**Tasks to complete:**
1 > Answer these questions from the article on classification metrics:
(a) In the broken-leg X-ray example, what share of the X-rays actually show a broken leg?
(b) What accuracy would an algorithm reach on that dataset by always guessing "no"?
(c) In the gold vault example, which metric might we care a lot about?
2 > Reproduce a passage from the article on classification metrics word for word. Begin at the words "- Looking at" and stop after the words "and a label.".
3 > Translate this sentence from the article on classification metrics into French: "Machine learning algorithms are lazy and opportunistic."

**Study text:**
========
What do these tasks all have in common?
- Looking at an X-ray and deciding whether someone’s leg is broken
- Screening a CV for suitability for a job post
- Identifying faces of terrorists in a crowd
They are all examples of classification tasks, where we need to make a binary yes/no decision. This is one of the most common kinds of machine learning, and it usually works something like this:
For each example in our training data, we have an input and a label.
- The input might be anything, e.g. an image, or a piece of text, or a bunch of numbers, or something else entirely.
- The label is always a ‘yes’ or a ‘no’. 
Our job is to guess what the yes/no label should be for a new piece of test data based on its input. For example, the input might be an X-ray of someone's leg, and we're trying to label it yes/no for whether the leg is broken.
In this article, we’re going to focus on how to measure whether we’re doing a good job, and we’ll discuss three metrics, ‘accuracy’, ‘precision’, and ‘recall’.
Accuracy: how often do you get the right answer?
Let’s start with accuracy, which is the most obvious. The accuracy score is just a percentage - how often did you get the right answer? In other words, how often did your yes/no guess match the actual yes/no label for that input?
Accuracy works well when you have a balanced dataset, i.e. the ‘yes’ and ‘no’ labels are roughly 50-50.
But we run into problems with accuracy when your dataset is imbalanced. Consider the problem of deciding whether the X-ray shows a broken leg. Perhaps in your dataset, only 1 in 10 of the X-rays actually has a broken leg. In other words, the correct labels are ‘yes’ 10% of the time, and ‘no’ 90% of the time.
Machine learning algorithms are lazy and opportunistic. Faced with a dataset like this, a simple classification algorithm might just guess ‘no’ all the time every time, and then go home early to have a beer. And you know what, its accuracy would be 90%!
So, if someone boasts about their high accuracy when you know the dataset is imbalanced, they’re either making an amateur mistake or trying to hoodwink you.
So what are Precision and Recall?
Accuracy (‘how often was the answer correct?’) can be split into two components:
- Precision = when it said yes, how often was it right? i.e., of all the people it said had a broken leg, how many did indeed have broken legs?
- Recall = of all the times the answer should have been yes, how many did it get? i.e., of all the X-rays with broken legs, did it notice them all?
Sometimes we care more about precision, sometimes we care more about recall.
If we’re trying to decide whether to let someone into the Federal Reserve’s gold vaults from their retinal scan, maybe we care a lot about precision. In that case, we don’t want to accidentally say ‘yes’ when the answer is in fact ‘no’. We don’t want to accidentally let in a master thief holding up a severed eyeball - even if that means irritating the real Bank Manager because we’re being really careful and mistakenly reject him sometimes.
========
**Stored data:**
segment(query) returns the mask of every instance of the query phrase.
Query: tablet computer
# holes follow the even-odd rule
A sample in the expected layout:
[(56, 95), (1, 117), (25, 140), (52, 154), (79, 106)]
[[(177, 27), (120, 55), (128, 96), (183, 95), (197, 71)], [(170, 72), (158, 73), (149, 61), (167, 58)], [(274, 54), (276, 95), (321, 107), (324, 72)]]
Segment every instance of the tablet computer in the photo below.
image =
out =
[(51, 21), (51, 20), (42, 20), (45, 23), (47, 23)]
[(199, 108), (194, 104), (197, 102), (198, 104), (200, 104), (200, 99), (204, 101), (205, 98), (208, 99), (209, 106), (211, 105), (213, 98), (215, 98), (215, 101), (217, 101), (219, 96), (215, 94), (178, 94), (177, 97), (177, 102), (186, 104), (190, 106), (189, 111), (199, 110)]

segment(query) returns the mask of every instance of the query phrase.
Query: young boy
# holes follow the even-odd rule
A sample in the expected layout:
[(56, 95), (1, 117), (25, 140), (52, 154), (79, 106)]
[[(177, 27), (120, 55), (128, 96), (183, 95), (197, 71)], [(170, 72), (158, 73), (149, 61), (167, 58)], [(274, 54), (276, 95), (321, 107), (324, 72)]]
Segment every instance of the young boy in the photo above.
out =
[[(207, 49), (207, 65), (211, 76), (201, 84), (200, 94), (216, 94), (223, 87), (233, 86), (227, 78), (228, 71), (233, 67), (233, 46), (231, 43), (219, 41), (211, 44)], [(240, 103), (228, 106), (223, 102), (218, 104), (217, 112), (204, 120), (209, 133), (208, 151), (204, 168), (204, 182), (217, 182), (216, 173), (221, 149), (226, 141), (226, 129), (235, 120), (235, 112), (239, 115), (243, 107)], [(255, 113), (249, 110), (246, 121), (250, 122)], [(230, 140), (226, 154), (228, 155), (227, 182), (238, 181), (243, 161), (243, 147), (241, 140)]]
========
**Solution set:**
1 >
(a) Only 1 in 10, or 10%.
(b) 90%.
(c) Precision.

2 >
- Looking at an X-ray and deciding whether someone’s leg is broken
- Screening a CV for suitability for a job post
- Identifying faces of terrorists in a crowd
They are all examples of classification tasks, where we need to make a binary yes/no decision. This is one of the most common kinds of machine learning, and it usually works something like this:
For each example in our training data, we have an input and a label.

3 > Les algorithmes d'apprentissage automatique sont paresseux et opportunistes.